INSTRUCTIONS FOR THE TASK: Rename "pixel coordinates" to "x-y coordinates" everywhere in the data below, and keep everything else the same.

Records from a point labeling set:
——————

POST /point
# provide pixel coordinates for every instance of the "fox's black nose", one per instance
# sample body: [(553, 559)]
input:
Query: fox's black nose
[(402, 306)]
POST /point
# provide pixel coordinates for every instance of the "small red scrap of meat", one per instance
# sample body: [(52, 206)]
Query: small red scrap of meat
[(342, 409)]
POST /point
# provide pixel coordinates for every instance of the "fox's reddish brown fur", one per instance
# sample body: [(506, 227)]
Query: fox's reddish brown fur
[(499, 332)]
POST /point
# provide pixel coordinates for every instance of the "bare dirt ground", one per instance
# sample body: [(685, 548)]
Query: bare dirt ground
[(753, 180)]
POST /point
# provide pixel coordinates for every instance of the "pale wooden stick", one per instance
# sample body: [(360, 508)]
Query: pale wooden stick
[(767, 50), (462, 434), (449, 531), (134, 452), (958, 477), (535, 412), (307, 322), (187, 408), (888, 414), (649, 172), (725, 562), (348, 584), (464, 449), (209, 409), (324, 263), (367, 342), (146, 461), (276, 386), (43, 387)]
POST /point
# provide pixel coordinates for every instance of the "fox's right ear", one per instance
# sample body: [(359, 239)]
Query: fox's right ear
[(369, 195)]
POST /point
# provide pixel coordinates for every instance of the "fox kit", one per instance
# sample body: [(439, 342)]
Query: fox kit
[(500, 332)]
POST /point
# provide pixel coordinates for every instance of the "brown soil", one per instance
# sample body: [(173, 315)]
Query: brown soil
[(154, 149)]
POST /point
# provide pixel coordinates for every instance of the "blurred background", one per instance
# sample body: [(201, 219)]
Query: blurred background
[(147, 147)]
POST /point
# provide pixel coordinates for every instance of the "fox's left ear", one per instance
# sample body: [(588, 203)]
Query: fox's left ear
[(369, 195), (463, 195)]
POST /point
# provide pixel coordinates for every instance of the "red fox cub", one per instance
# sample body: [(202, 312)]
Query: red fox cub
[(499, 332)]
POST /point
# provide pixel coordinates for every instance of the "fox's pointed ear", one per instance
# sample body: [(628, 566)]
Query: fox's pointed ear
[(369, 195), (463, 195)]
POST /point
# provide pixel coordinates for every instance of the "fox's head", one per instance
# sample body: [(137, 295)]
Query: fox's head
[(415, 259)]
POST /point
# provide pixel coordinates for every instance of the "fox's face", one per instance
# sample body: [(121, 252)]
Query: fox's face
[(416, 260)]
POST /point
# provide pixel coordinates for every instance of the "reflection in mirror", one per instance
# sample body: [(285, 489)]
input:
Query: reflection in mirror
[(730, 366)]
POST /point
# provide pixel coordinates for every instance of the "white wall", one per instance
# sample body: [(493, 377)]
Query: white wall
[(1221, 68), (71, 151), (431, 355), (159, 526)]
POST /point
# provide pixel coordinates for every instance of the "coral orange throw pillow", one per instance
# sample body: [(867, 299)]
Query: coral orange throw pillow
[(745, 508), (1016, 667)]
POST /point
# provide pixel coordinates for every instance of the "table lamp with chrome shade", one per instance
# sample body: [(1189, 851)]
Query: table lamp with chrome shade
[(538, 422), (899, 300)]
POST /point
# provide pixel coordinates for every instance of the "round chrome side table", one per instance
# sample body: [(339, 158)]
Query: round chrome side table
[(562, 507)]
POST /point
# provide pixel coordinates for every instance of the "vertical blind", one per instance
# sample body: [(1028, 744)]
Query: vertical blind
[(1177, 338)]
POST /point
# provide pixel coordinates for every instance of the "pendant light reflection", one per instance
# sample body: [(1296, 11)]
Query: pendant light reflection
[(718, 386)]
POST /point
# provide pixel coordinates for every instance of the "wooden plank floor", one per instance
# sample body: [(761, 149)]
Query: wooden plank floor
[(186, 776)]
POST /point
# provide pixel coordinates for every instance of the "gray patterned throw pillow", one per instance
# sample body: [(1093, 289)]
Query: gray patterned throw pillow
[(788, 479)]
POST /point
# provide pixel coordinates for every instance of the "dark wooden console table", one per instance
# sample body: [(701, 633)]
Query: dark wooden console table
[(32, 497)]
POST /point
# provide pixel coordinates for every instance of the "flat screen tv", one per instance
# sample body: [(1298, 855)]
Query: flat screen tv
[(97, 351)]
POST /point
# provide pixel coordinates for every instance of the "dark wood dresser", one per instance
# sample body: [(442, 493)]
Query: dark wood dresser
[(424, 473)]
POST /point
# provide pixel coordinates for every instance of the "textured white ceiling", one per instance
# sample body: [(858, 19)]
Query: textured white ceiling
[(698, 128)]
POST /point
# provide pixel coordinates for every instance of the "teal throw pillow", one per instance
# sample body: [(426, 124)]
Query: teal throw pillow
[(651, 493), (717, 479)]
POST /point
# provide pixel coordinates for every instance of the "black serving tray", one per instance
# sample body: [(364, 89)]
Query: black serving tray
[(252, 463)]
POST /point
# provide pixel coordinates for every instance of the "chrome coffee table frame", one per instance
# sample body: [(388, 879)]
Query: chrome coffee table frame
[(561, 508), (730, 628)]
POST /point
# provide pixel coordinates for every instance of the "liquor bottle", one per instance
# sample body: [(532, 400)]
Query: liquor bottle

——————

WORKED SOLUTION:
POST /point
# provide x-y coordinates for every instance of the "fox's black nose", one per instance
# sample body: [(553, 559)]
input:
Query: fox's black nose
[(402, 306)]
POST /point
# provide x-y coordinates for every instance of the "small red scrap of meat", one per instance
# sample body: [(52, 206)]
Query: small red scrap of meat
[(342, 409)]
POST /point
# provide x-y coordinates for every instance of the "fox's reddish brown fur", one per instance
# sample body: [(506, 227)]
Query: fox's reddish brown fur
[(499, 332)]
POST /point
# provide x-y coordinates for every instance of the "bare dirt ground", one per instance
# sample body: [(685, 548)]
Query: bare dirt ground
[(753, 180)]
POST /point
# provide x-y coordinates for every instance of the "pale wooden stick", one per instance
# sample body: [(360, 508)]
Query: pale wooden stick
[(767, 50), (462, 434), (449, 531), (134, 452), (958, 477), (535, 412), (307, 322), (187, 408), (888, 414), (649, 172), (725, 562), (348, 584), (464, 449), (209, 409), (324, 263), (367, 342), (146, 461), (276, 386), (43, 387)]
POST /point
# provide x-y coordinates for every instance of the "fox's right ear", one per instance
# sample body: [(359, 239)]
Query: fox's right ear
[(369, 195)]
POST /point
# provide x-y coordinates for every instance of the "fox kit", one per instance
# sample body: [(439, 342)]
Query: fox kit
[(500, 332)]
POST /point
# provide x-y coordinates for every instance of the "brown soil", one per instance
# sample body: [(173, 315)]
Query: brown soil
[(154, 149)]
POST /point
# provide x-y coordinates for every instance of the "blurred background", one per instance
# sample body: [(201, 219)]
Query: blurred background
[(147, 147)]
POST /point
# provide x-y coordinates for every instance of the "fox's left ear", one per instance
# sample body: [(588, 203)]
Query: fox's left ear
[(369, 195), (463, 195)]
POST /point
# provide x-y coordinates for every instance of the "red fox cub", one per instance
# sample body: [(202, 312)]
Query: red fox cub
[(499, 332)]
POST /point
# provide x-y coordinates for every instance of the "fox's pointed ear", one per instance
# sample body: [(628, 566)]
Query: fox's pointed ear
[(369, 195), (463, 195)]
POST /point
# provide x-y coordinates for every instance of the "fox's head", one per instance
# sample body: [(137, 295)]
Query: fox's head
[(415, 259)]
POST /point
# provide x-y coordinates for every instance of the "fox's face", one per instance
# sample body: [(121, 252)]
Query: fox's face
[(416, 260)]
POST /point
# provide x-y coordinates for every instance of the "reflection in mirror", one per instance
# sample body: [(285, 489)]
input:
Query: reflection in mirror
[(730, 366)]
POST /point
# provide x-y coordinates for every instance of the "white wall", one per instance
# sample body: [(493, 377)]
Query: white wall
[(1221, 68), (71, 151), (431, 355), (159, 526)]
POST /point
# provide x-y coordinates for every instance of the "coral orange throw pillow", one per instance
# sample body: [(867, 299)]
Query: coral orange throw pillow
[(745, 508), (1016, 667)]
POST /point
# provide x-y coordinates for every instance of the "table lamp with chrome shade", one per instance
# sample body: [(1189, 851)]
Query: table lamp with chrome shade
[(538, 422), (899, 300)]
POST /point
# provide x-y coordinates for every instance of the "round chrome side table", one per instance
# sample body: [(339, 158)]
Query: round chrome side table
[(562, 507)]
POST /point
# provide x-y coordinates for every instance of the "vertical blind", one per instance
# sample body: [(1028, 744)]
Query: vertical blind
[(1177, 338)]
POST /point
# provide x-y coordinates for every instance of the "pendant light reflection", one per instance
# sample body: [(1296, 11)]
Query: pendant light reflection
[(718, 386)]
POST /point
# provide x-y coordinates for every instance of the "wooden plank floor", one per instance
# sample body: [(761, 149)]
Query: wooden plank floor
[(186, 776)]
POST /point
# provide x-y coordinates for every instance of the "gray patterned throw pillow", one per instance
# sample body: [(1093, 289)]
Query: gray patterned throw pillow
[(788, 479)]
POST /point
# provide x-y coordinates for every instance of the "dark wooden console table", one per instance
# sample body: [(701, 633)]
Query: dark wooden console table
[(32, 497)]
POST /point
# provide x-y coordinates for every instance of the "flat screen tv", one per instance
# sample body: [(1298, 855)]
Query: flat screen tv
[(97, 351)]
POST /point
# provide x-y coordinates for every instance of the "dark wood dresser", one per instance
# sample body: [(442, 493)]
Query: dark wood dresser
[(424, 473)]
POST /point
# provide x-y coordinates for every instance of the "textured white ceiling", one per instance
# sample body: [(858, 19)]
Query: textured white ceiling
[(698, 128)]
POST /point
# provide x-y coordinates for every instance of the "teal throw pillow", one per instance
# sample body: [(426, 124)]
Query: teal throw pillow
[(651, 493), (717, 479)]
POST /point
# provide x-y coordinates for every instance of the "black serving tray", one per instance
# sample body: [(364, 89)]
Query: black serving tray
[(252, 463)]
POST /point
# provide x-y coordinates for every instance of the "chrome coffee table frame", one per instance
# sample body: [(388, 879)]
Query: chrome coffee table frame
[(561, 508), (730, 628)]
POST /point
# provide x-y coordinates for every instance of the "liquor bottle", one per instance
# sample body: [(532, 400)]
Query: liquor bottle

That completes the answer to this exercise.